Erdoğan, Mısır, Suudi Arabistan, Libya ve Moskova’yı suçluyor ancak onun gerçek hasımları Ankara ve İstanbul’da, kendi partisi içinde, müttefikleri arasında ve kendisinden ayrılıp ilk seçimde kendisinden kurtulmayı amaçlayanlardır. Ancak en büyük hasmı, liranın değer kaybetmesi ve ekonominin geriye gitmesiyle üzerinde etkisinin çoğunu yitirdiği Türk halkıdır. Bunların çoğunun da nedeni kendi kişisel kararlarıdır.” (Abdurrahman Raşid / Suudi Şark’ül Evsat gazetesi)

'TUNUS LİBYA’DA BELİRLEYİCİ FAKTÖR'

“Erdoğan’ın Tunus ziyaretinin iki önemli boyutu vardır. Biri ekonomik diğeri ise siyasidir. Ziyaretin her iki boyutu da Libya meselesiyle bağlantılıdır.

■ Veri Kesiti:
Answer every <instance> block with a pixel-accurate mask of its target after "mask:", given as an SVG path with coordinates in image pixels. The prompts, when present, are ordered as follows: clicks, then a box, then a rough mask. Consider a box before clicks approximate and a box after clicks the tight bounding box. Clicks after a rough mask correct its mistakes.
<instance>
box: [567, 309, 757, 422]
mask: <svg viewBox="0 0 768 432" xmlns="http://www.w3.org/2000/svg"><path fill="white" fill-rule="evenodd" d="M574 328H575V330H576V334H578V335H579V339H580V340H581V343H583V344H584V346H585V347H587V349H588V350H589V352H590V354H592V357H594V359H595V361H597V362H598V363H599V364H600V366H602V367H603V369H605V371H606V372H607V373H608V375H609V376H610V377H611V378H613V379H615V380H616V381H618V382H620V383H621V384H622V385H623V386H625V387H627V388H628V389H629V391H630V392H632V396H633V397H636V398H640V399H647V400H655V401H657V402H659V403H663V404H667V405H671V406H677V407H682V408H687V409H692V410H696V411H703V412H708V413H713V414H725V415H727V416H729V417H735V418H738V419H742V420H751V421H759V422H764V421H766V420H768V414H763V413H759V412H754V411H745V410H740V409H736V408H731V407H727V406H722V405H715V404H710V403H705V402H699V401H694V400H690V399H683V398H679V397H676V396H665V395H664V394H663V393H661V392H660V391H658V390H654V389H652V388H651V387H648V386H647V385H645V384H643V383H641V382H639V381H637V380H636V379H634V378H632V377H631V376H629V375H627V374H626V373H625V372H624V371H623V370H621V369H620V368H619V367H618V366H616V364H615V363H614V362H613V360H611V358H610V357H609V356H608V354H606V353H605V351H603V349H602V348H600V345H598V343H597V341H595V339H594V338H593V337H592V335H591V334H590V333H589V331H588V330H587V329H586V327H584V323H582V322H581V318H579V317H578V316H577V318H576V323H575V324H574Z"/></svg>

■ Okuduğunu Uygula:
• a. Sayfa metnine göre Erdoğan'ın Tunus ziyaretinin hangi iki boyutu vardır?
• b. Aşağıdaki ifadeler sayfa metniyle örtüşüyor mu? Her biri için evet ya da hayır deyin ve metindeki belirleyici sözleri aynen aktarın.
(i) Erdoğan'ın en büyük hasmı Türk halkı olarak gösteriliyor.
(ii) Ziyaretin yalnızca ekonomik boyutu Libya meselesiyle bağlantılıdır.
(iii) Alıntılanan yazı bir Mısır gazetesinde yer almıştır.
• c. Erdoğan'ın Tunus ziyaretini ele alan sayfa metnini son cümlesinden sonra sürdürün.

■ Sonuçlar:
• a. Ziyaretin biri ekonomik, diğeri siyasi olmak üzere iki boyutu vardır.

• b.
(i) Evet: "Ancak en büyük hasmı, liranın değer kaybetmesi ve ekonominin geriye gitmesiyle üzerinde etkisinin çoğunu yitirdiği Türk halkıdır."
(ii) Hayır: "Ziyaretin her iki boyutu da Libya meselesiyle bağlantılıdır."
(iii) Hayır: "Suudi Şark’ül Evsat gazetesi"

• c.
Ekonomik açıdan bakıldığında bu, Ulusal Mutabakat Hükümeti ve Türkiye arasındaki deniz nüfuz alanlarının belirlendiği anlaşmayla ilgilidir. Bu anlaşma Türkiye’ye Rus doğalgazına ve İran petrolüne olan bağımlılıktan kurtaracak petrol ve gaz gibi yeraltı kaynağına ulaşmasını sağlayacak. Ki bu durum da Türkiye’ye temel ihtiyaçlar açısından bağımsızlık sağlayacak, bunun da uluslararası ilişkileri kökten etkileyecek yansımaları olacaktır.

Bu ekonomik boyut siyasi boyuyla kesişiyor. Türkiye, Serrac hükümetini savunmanın en iyi yolunun, Berlin konferansında meşruiyetini savunmaktan ve gerekirse bazı tavizler vererek başkanlık meclisinin (Serrac hükümeti) görevde kalmasını sağlayacak bir siyasi çözüm olduğunu biliyor. Böylece Türkiye sadece Akdeniz’deki yeraltı kaynaklarından payını değil, Libya’daki yeniden imar pastasından da payını garantilemiş olacak.

Libya’daki bu ekonomik ve siyasal boyut arasında Türkiye’nin çıkarları açısından Tunus, Libya’daki dengelerde belirleyici bir konumda. Dolayısıyla Erdoğan, Berlin konferansına karışacak ülkeler arasında bir denge oluşturmaya çalışıyor.” (Emin Bin Mesud / Londra merkezli El Arab gazetesi)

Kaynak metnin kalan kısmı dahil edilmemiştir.